(OBJECTIVE)
Starting at the line containing "search_term orange flame" and continuing through the end of the material, reproduce every line, search terms included, with 64 added to each bounding box coordinate.

━━━━━━━━━━━━━━━━

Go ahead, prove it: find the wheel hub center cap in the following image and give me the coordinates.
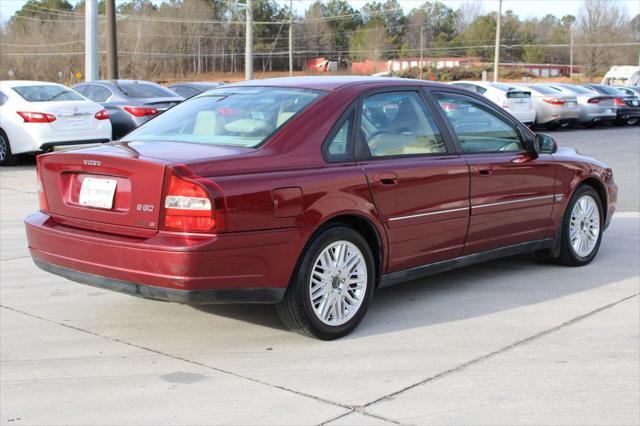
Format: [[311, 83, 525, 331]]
[[331, 276, 340, 288]]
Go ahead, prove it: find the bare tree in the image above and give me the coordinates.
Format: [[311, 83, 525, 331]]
[[578, 0, 627, 77]]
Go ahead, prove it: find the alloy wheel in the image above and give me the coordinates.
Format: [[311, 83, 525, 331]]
[[309, 240, 367, 326], [569, 195, 600, 257]]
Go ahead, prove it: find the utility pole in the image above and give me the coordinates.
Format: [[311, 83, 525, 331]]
[[104, 0, 118, 80], [84, 0, 99, 81], [493, 0, 502, 83], [244, 0, 253, 80], [569, 25, 573, 80], [418, 24, 424, 80], [289, 0, 293, 77]]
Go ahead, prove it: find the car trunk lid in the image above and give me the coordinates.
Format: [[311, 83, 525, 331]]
[[506, 90, 532, 111], [38, 142, 252, 237], [36, 100, 102, 133]]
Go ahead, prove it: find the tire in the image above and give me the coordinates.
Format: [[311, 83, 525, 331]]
[[276, 225, 376, 340], [0, 130, 18, 166], [557, 185, 604, 266]]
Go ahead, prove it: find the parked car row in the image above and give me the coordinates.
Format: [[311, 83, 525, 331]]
[[451, 81, 640, 129], [0, 80, 225, 166]]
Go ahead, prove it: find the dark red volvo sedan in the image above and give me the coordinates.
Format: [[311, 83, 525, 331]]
[[26, 77, 617, 339]]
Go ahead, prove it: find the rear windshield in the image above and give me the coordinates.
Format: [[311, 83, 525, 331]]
[[533, 86, 560, 95], [12, 84, 84, 102], [124, 87, 322, 148], [491, 83, 516, 92], [118, 82, 176, 99], [562, 86, 593, 95]]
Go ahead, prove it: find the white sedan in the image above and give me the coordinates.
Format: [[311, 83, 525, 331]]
[[0, 80, 111, 166], [451, 81, 536, 125]]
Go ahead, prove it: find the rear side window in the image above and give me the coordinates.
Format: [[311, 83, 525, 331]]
[[118, 82, 176, 99], [12, 84, 84, 102], [360, 92, 446, 157], [435, 93, 524, 153], [125, 87, 322, 148]]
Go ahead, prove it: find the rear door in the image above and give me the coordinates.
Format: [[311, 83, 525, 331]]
[[433, 90, 555, 254], [356, 89, 469, 272]]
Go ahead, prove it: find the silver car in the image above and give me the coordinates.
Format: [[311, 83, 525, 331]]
[[519, 84, 580, 129], [73, 80, 184, 140], [539, 83, 616, 128]]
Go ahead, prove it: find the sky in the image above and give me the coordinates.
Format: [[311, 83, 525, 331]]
[[0, 0, 640, 21]]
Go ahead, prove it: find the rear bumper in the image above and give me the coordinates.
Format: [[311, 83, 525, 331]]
[[25, 213, 313, 303], [616, 107, 640, 120], [33, 258, 285, 305]]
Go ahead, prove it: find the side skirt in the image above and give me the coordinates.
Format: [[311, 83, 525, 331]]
[[378, 238, 555, 288]]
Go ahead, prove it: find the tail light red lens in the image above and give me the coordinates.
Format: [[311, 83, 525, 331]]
[[95, 109, 109, 120], [163, 171, 222, 232], [124, 107, 158, 117], [17, 111, 56, 123], [36, 157, 49, 212], [543, 98, 567, 105]]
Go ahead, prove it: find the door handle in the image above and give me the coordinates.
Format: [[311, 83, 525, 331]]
[[373, 172, 398, 185]]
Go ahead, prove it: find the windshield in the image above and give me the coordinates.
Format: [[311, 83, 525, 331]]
[[597, 86, 626, 96], [118, 81, 176, 99], [13, 84, 84, 102], [124, 87, 321, 148]]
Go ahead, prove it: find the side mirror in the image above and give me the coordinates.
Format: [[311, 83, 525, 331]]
[[533, 133, 558, 155]]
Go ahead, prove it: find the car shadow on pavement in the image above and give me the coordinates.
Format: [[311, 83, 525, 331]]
[[191, 217, 639, 339]]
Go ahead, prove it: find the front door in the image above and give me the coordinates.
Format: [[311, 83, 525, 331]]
[[358, 90, 469, 272], [434, 92, 555, 254]]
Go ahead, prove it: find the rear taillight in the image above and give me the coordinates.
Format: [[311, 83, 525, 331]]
[[36, 158, 49, 212], [17, 111, 56, 123], [124, 107, 158, 117], [94, 109, 109, 120], [163, 169, 222, 232], [543, 98, 567, 105], [613, 98, 626, 106]]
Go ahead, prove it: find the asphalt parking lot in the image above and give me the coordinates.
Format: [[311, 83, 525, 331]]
[[0, 126, 640, 425]]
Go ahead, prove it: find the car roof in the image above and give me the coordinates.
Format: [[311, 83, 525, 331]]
[[224, 76, 445, 91], [167, 81, 222, 87], [0, 80, 62, 88]]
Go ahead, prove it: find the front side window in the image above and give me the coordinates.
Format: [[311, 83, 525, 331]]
[[360, 92, 447, 157], [124, 86, 322, 148], [435, 93, 524, 153], [12, 84, 84, 102], [325, 111, 354, 161]]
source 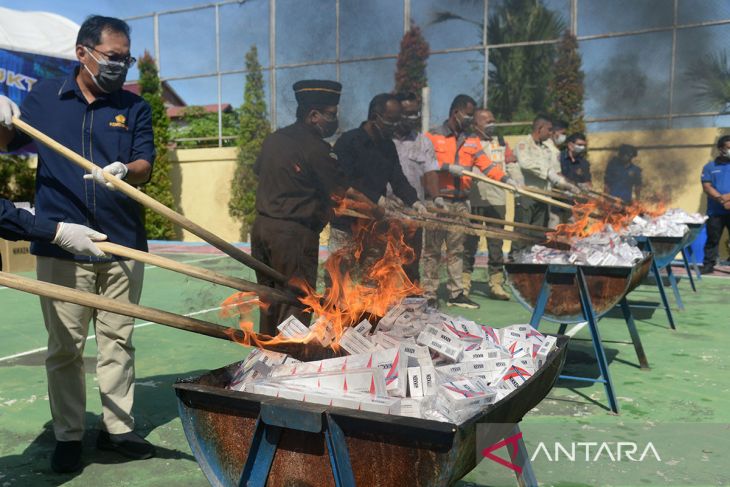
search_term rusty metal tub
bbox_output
[174,336,569,487]
[504,255,651,323]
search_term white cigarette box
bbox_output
[372,346,408,397]
[360,396,401,414]
[408,367,423,397]
[399,398,422,418]
[443,318,484,342]
[276,315,309,338]
[497,365,532,390]
[535,336,558,368]
[352,320,373,336]
[418,334,462,362]
[421,365,438,397]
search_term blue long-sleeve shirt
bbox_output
[0,199,58,242]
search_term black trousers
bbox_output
[464,206,507,276]
[251,215,319,336]
[703,215,730,267]
[403,228,423,282]
[510,201,549,256]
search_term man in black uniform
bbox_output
[251,80,348,336]
[329,93,427,253]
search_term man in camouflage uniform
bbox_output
[512,115,580,253]
[462,109,524,301]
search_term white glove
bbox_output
[0,95,20,128]
[51,223,106,257]
[433,196,449,210]
[413,201,428,215]
[84,161,129,191]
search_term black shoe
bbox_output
[446,293,479,309]
[700,265,715,275]
[96,430,156,460]
[51,441,81,473]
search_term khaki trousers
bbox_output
[37,257,144,441]
[421,200,469,299]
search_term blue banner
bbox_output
[0,49,79,105]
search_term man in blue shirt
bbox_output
[603,144,642,203]
[0,198,106,260]
[702,135,730,274]
[0,16,155,472]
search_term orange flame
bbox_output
[221,219,421,349]
[547,199,666,241]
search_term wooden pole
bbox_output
[0,272,342,362]
[462,170,573,210]
[0,272,244,341]
[13,117,287,284]
[96,242,301,305]
[429,208,552,233]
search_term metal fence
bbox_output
[126,0,730,145]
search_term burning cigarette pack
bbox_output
[418,333,463,362]
[276,316,309,338]
[339,323,375,355]
[278,368,388,396]
[535,336,558,368]
[436,379,497,423]
[494,365,532,390]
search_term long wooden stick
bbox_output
[0,272,342,362]
[96,242,301,305]
[13,117,287,284]
[429,208,552,233]
[462,170,573,210]
[0,272,244,341]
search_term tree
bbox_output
[549,30,586,134]
[0,154,35,202]
[395,24,429,98]
[433,0,565,127]
[228,45,271,240]
[686,50,730,113]
[139,51,177,240]
[172,106,239,149]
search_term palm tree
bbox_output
[686,50,730,113]
[431,0,565,121]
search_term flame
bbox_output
[547,198,666,242]
[221,217,422,349]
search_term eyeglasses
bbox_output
[84,46,137,68]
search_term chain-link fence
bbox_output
[122,0,730,145]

━━━━━━━━━━━━━━━━

(COMPLETED EXERCISE)
search_term orange flame
bbox_output
[285,283,485,413]
[611,263,730,305]
search_term wooden pole
bbox_output
[64,336,406,426]
[526,234,637,274]
[64,336,308,405]
[77,181,351,348]
[160,306,365,369]
[493,272,616,297]
search_term metal fence
bbox_output
[190,64,794,209]
search_term burning cigarette pack
bbox_output
[482,397,527,426]
[340,380,373,402]
[403,387,439,419]
[342,432,452,460]
[599,400,622,432]
[500,443,561,487]
[558,429,596,454]
search_term long wooden stick
bbox_output
[64,336,406,426]
[160,306,365,369]
[77,181,351,348]
[493,272,616,297]
[526,234,637,274]
[64,336,308,405]
search_term tree
bbox_output
[613,94,650,198]
[64,218,99,266]
[459,88,493,162]
[497,64,629,191]
[292,109,335,304]
[750,114,794,177]
[203,115,241,304]
[236,170,303,213]
search_term palm tree
bbox_output
[750,114,794,177]
[495,64,629,185]
search_term flame
bbox_output
[611,262,730,306]
[285,281,486,413]
search_term eyeglasses
bbox_output
[148,110,201,132]
search_term chain-link fence
bbox_output
[186,64,794,209]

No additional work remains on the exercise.